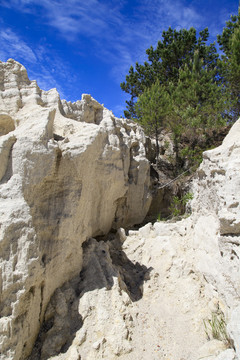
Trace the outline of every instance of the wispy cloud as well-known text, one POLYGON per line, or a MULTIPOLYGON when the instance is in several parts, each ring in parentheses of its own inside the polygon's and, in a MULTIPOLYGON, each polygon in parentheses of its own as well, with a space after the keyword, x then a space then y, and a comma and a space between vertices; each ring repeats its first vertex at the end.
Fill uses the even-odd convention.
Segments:
MULTIPOLYGON (((33 49, 12 29, 0 28, 0 59, 7 61, 9 58, 24 64, 30 79, 37 79, 41 89, 56 87, 61 97, 66 97, 70 66, 64 64, 47 46, 35 46, 33 49), (64 83, 65 90, 61 83, 64 83)), ((72 76, 71 82, 74 80, 72 76)))
POLYGON ((0 56, 3 60, 7 60, 9 57, 17 57, 20 60, 27 59, 30 63, 37 60, 31 47, 10 28, 0 30, 0 56))
MULTIPOLYGON (((207 5, 203 6, 202 0, 0 0, 0 3, 31 14, 41 26, 54 29, 58 40, 67 42, 76 56, 94 56, 107 63, 118 84, 124 81, 130 65, 146 60, 145 50, 150 45, 156 46, 163 30, 169 26, 177 29, 194 26, 202 30, 209 22, 204 9, 207 5)), ((225 12, 222 18, 225 21, 225 12)), ((214 36, 222 18, 212 14, 210 30, 214 36)), ((10 49, 12 57, 36 62, 31 76, 38 76, 41 87, 57 87, 65 96, 70 65, 63 64, 48 44, 34 44, 33 48, 26 38, 20 38, 11 29, 2 30, 0 35, 1 57, 9 54, 10 49)), ((76 81, 72 74, 71 81, 76 81)))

☆ ☆ ☆ ☆ ☆

__To be done__
Update the data by replacing "even-odd" with "nonzero winding" and leave everything else unchanged. Reproduce the full data with that change, but leave out the pictures.

__Output below__
Trace the outline of every instance of the wispy cloud as well-known text, one POLYGON per line, or a MULTIPOLYGON when the instance is in several parts, each ring in parentheses of its own inside the polygon's and, in a MULTIPOLYGON, each polygon in parentheses of its own as well, with a space after the keyword, x then a space then y, and a comma and a space between vertices; each ring repeats its first vertex at the end.
Fill uses the nonzero winding convention.
Segments:
MULTIPOLYGON (((33 49, 12 29, 0 28, 0 59, 7 61, 9 58, 24 64, 30 79, 37 79, 41 89, 56 87, 61 97, 66 97, 70 66, 64 64, 47 46, 35 46, 33 49), (64 83, 65 90, 61 83, 64 83)), ((72 76, 71 82, 74 80, 72 76)))
POLYGON ((0 56, 3 60, 7 60, 9 57, 17 57, 20 60, 27 59, 30 63, 37 60, 31 47, 10 28, 0 30, 0 56))
MULTIPOLYGON (((207 5, 203 6, 202 0, 0 0, 0 3, 31 14, 41 26, 54 29, 58 40, 67 42, 76 56, 94 56, 107 63, 118 84, 124 81, 130 65, 146 60, 145 50, 150 45, 156 46, 163 30, 169 26, 177 29, 194 26, 202 30, 209 22, 204 9, 207 5)), ((225 12, 222 18, 225 21, 225 12)), ((214 36, 222 18, 212 14, 210 30, 214 36)), ((10 49, 12 57, 36 62, 31 76, 38 76, 41 87, 57 87, 65 96, 70 65, 63 64, 48 44, 34 44, 33 48, 26 38, 20 38, 11 29, 2 30, 0 35, 1 57, 9 54, 10 49)), ((76 81, 72 74, 71 81, 76 81)))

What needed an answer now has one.